The 3km stretch of Mons-en-Pévèle, at this stage of the ride was too long for me to take on in one hit. So half way along the road I dismounted to gain my composure and destress before continuing the rest of the section. Were the guys suffering as much as me, or were they just grinning and bearing it? It felt like I was the only person in pain. Some of the Dutch guys riding this section rode side by side and chatted as though they were on a leisurely afternoon club run! Were they actually human?? 


Finally, to enormous relief I came out of the other end unscathed! At the Pont Thibaut cobbles I took time out to take a few pictures. 

An old man who lived at the side of the road came out to watch the riders. "Oh yes, of course Paris Roubaix," he said. It seemed like he hadn't realised it was on. "I rode this about 30 years ago. It was a great ride. Back then, we didn't have the crowds that you have now. The organisers were crying out for entrants. I thought I'd have a go, and it took me 7 hours. I was a rare breed from the region because many of my cycling buddies didn't want to do it. They thought I was mad! I bet people think you must be mad doing it. You don't get many women riding this you know. You're doing really well!" 

I guess he made that last statement because he was thinking I was one of these racers who was really focused, on my drop handlebars, in racing mode. If only he knew about my 2 hours of stoppage time and my extended tea breaks! As I was taking pics he looked at me anxiously and asked, "Are you sure you should be doing that? The cut off must be in about an hour's time." 

"No, they close the finish line checkpoint at around 8.30pm" I replied. "Gosh, they're very generous nowadays aren't they? In my day we had almost 300km to do. We started at around 9am and we had to be finished by 5pm. We hardly had any feed stations. You guys are spoiled! Well, good luck to you young lady." Onwards I continued, thinking what a lazy bones I'd been, only doing 173km and even stopping and taking photos and having tea breaks along the way. 


The next significant section was the Carrefour de L'Arbre, which was in fact three sections of cobbles in rapid succession, that made up almost 5km of bumps. The last section was very straight and all the crowds could be seen in the distance during the last kilometre. This was the time to look like you were enjoying it, you were fresh and energetic, and in control of your bike. Not! I was all over the shop, tired and bedraggled. And d'you know what? I was past caring. I was on the edge of my limits, and just focused on holding everything together at the lowest common denominator. Appearances were the last thing on my mind! 

For the last set of cobbles in Hem, and the run back in to Roubaix there was a group of guys that I tagged onto. It was just a case of following their wheel, road race style all the way back into Roubaix. Once at the entrance into the Velodrome there were lots of folks cheering us on. 

It felt quite emotional finally realising I'd made it through the 173km that I started at 7 o'clock that morning. I felt like Fabian Cancellara, Tom Boonen and Thor Hushovd all at the same time! It was a great feeling. Even one of the officials from Velo Club de Roubaix who I'd chatted to the previous day recognised me and came up to congratulate me at the finish. What an honour! What a day!

###

*TASKS FOR THIS EXERCISE*
1) Answer these questions from the Paris-Roubaix account:
(a) How long did the old man say his ride took him?
(b) At what time does the finish line checkpoint close, according to the narrator?
(c) About how many kilometers of cobbles made up the Carrefour de L'Arbre?
2) Write out everything in the Paris-Roubaix account from "The next significant" down to "on my mind!".
The material has no connection to the Paris-Roubaix account.

*SOURCE EXCERPT*
###

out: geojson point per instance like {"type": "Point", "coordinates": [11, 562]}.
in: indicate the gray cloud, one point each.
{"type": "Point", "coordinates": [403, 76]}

###

*RESPONSES TO THE TASKS*
1)
(a) 7 hours
(b) Around 8.30pm
(c) Almost 5km

2)
The next significant section was the Carrefour de L'Arbre, which was in fact three sections of cobbles in rapid succession, that made up almost 5km of bumps. The last section was very straight and all the crowds could be seen in the distance during the last kilometre. This was the time to look like you were enjoying it, you were fresh and energetic, and in control of your bike. Not! I was all over the shop, tired and bedraggled. And d'you know what? I was past caring. I was on the edge of my limits, and just focused on holding everything together at the lowest common denominator. Appearances were the last thing on my mind!